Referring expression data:
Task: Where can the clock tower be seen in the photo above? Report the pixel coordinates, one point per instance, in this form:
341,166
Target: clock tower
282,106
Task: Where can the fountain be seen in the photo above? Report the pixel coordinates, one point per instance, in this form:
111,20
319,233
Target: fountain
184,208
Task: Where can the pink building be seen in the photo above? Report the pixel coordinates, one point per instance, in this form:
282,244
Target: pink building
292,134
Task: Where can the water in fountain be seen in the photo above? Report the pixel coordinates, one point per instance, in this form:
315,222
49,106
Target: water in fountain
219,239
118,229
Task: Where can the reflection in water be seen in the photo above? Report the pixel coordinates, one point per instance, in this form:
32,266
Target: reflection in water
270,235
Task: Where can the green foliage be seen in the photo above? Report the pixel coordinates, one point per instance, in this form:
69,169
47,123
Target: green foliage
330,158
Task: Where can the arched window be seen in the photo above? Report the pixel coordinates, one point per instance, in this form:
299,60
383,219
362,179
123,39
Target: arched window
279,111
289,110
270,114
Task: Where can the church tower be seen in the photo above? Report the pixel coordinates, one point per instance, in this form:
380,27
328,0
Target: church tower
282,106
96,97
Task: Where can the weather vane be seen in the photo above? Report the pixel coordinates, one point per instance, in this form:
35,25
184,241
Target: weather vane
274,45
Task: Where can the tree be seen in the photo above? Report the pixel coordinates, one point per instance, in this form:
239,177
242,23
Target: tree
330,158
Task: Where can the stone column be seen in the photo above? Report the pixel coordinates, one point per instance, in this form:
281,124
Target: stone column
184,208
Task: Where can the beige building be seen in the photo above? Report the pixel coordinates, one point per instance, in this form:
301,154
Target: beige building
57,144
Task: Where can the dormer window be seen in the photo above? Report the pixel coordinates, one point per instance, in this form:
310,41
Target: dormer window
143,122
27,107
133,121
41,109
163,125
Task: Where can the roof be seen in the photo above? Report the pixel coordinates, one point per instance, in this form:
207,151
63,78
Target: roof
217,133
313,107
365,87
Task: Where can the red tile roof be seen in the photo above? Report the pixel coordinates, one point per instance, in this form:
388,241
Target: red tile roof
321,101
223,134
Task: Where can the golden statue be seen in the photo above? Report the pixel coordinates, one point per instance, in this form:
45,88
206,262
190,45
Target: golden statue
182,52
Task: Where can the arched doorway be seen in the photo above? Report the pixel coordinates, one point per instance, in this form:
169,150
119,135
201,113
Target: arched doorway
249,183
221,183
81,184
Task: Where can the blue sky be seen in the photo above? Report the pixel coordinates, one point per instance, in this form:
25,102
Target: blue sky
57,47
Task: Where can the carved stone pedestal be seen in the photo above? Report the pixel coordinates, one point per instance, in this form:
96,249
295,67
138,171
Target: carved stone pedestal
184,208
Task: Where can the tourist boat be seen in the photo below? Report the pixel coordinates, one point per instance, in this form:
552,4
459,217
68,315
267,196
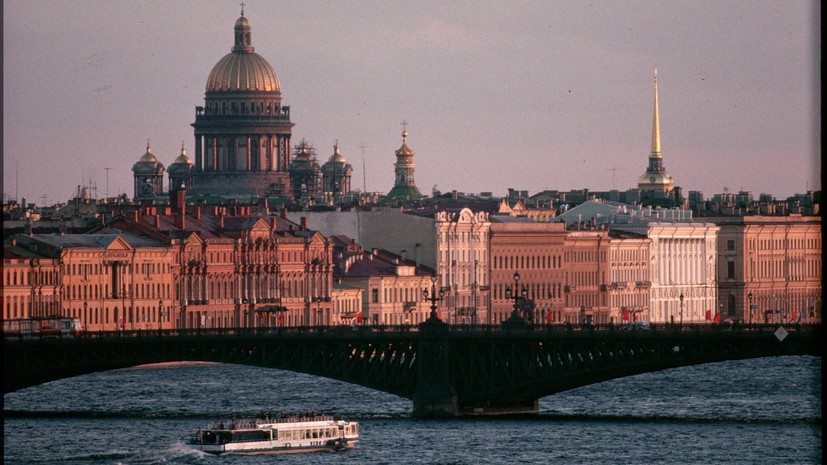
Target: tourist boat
303,433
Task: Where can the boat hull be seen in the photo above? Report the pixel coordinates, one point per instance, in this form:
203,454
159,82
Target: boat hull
273,447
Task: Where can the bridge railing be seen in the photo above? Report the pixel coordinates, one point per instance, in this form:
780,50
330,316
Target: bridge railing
686,328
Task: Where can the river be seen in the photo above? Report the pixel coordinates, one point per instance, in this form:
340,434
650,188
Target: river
765,410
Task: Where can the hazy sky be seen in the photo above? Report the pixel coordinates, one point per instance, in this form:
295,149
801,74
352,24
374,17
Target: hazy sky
530,95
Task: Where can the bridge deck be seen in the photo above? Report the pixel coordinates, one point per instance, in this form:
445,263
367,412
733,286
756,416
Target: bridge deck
445,370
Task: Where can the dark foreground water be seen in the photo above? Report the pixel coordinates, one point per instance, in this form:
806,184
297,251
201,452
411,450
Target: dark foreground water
761,411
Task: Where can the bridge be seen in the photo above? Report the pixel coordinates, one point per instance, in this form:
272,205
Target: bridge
444,370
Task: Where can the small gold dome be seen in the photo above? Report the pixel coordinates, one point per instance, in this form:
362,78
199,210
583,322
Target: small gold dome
183,159
148,156
336,157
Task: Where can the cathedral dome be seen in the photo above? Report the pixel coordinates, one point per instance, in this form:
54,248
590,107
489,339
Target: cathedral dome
182,159
336,157
242,69
148,156
243,72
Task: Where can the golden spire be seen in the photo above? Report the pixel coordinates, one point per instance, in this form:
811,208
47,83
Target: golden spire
655,123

▶ To do
Each entry should be repeated exactly as it appears; the pictures stay out.

▶ Task response
Task: Where can the clock tower be seen in the photo above? Report the pixel coordinates, one point per instance, in this form:
341,166
Target: clock tower
282,106
Task: Where can the fountain be seen in the photo above? Report the pixel coordinates, one point per instance, in this form:
111,20
319,233
Target: fountain
184,208
Task: Where can the pink building be seen in the photo above? Report the pixel coordinates, one point per instance, in this form:
282,244
Target: pink building
292,134
Task: Where can the water in fountain be seen in the photo above? Report the pixel coordinates, one point per instance, in this form:
315,222
49,106
Target: water in fountain
219,239
118,229
Task: Where can the reflection in water be seen in the photo above? Report the pixel coordinates, one point per instance, in this form:
32,266
Target: reflection in water
270,235
Task: Where can the green foliage be seen in the photo above? Report the pixel coordinates, one point per instance, in this form:
69,169
47,123
Target: green foliage
330,158
Task: Where can the arched window be seen in the photo above? Report the pixel coordinates, one point per instance, in this form:
299,60
383,219
362,179
123,39
Target: arched window
279,111
289,110
270,114
Task: Where can the church tower be seen in the photo above? Report the pixel coordinates, one point per instance, in this form:
380,27
328,0
Target: church tower
282,106
96,97
Task: Where can the weather vane be seen in the photo above? Report the pixel coordinates, one point per instance, in this form:
35,25
184,241
Target: weather vane
274,45
Task: Where can the tree be seen in the photo above? Report the pixel coordinates, one point per instance, in this form:
239,177
242,23
Target: tree
330,158
Task: Where can the stone column be seen in the photo above? Report the pixel coordinates, one point per instance, in this form:
281,124
Target: stone column
184,208
Task: Where can the beige building be seen in the photo above? Report the pixel coordinates, one point per instance, in this form:
301,154
Target: beige building
57,144
Task: Where can the dormer window be seen in the photo above? Report the pixel coordinates, one point per instance, in this form:
310,41
Target: dormer window
143,122
27,107
133,121
41,109
163,125
Task: Where can the roof be seen in the photo above? Report the pixel coordinates, one point per instance, in this form:
207,151
63,78
Target: roof
217,133
313,107
365,87
Task: Where can the red tile roof be seen in the photo above? Report the pixel coordinates, one point per instance, in this form:
388,241
Target: red tile roof
321,101
223,134
Task: Where can the golden statue be seen in the photo above? Report the pixel coordinates, one point per instance, in this form:
45,88
206,262
190,45
Target: golden statue
182,52
Task: Where can the arched doorway be seen in the photo above? Report the pixel coordinates, one point per instance, in this form:
169,150
119,135
201,113
Target: arched doorway
249,183
221,183
81,184
Task: Where can the blue sky be seen in the photo above? Report the pixel coordinates, one point per instance, in this form:
25,102
Target: blue sky
57,47
Task: Where can the carved stone pedestal be seen in the photo above? Report the pixel coordinates, one point per instance, in this form:
96,249
295,67
138,171
Target: carved stone pedestal
184,208
Task: Where can the tourist boat be seen in the photo below? Report the pixel coordinates, one point per instance, in this form:
552,4
459,217
68,315
267,196
Target: tourist boat
303,433
Task: Where can the boat hull be seen in the photo above? Report the pixel coordinates, one point per instance, in this form:
203,454
159,82
Target: boat hull
273,447
Task: Where can the bridge railing be seen in the photo above? Report the pixel coordinates, one point per instance, in this form:
780,50
330,316
Target: bridge railing
686,328
Task: Where can the river be seen in the photo above? Report the pixel coordinates, one point per instance, in this form:
340,434
650,188
Target: river
765,410
Task: Where can the hazy sky be seen in the photo above? Report the pixel coordinates, one point per instance, in this form:
295,149
801,74
352,24
374,17
Target: hazy sky
530,95
Task: Where can the bridge deck be seen in the photo above? Report the pixel coordinates, one point per instance, in this form:
445,263
367,412
733,286
756,416
Target: bridge deck
445,370
Task: Where can the dark foreground water be seen in the photo above? Report the pixel coordinates, one point per instance, in this form:
806,184
297,251
201,452
411,450
Target: dark foreground water
761,411
Task: Where can the bridge be seen in the photo above? Report the pixel coordinates, one point per instance, in this form:
272,205
Target: bridge
444,370
Task: Where can the small gold dome be seen in the photo above? Report the pixel coordinates, one point per instance, in this form:
362,78
199,210
583,322
Target: small gold dome
183,159
148,156
336,157
Task: Where can the cathedral dome be seen in the photo above? Report the pixel coordinates, one point per instance, in this form:
54,248
590,107
489,339
Target: cathedral dome
182,159
336,157
242,69
148,156
243,72
Task: Where can the golden spire be seen in the photo above? Report the pixel coordinates, one point per instance, in this form:
811,208
47,83
Target: golden spire
655,123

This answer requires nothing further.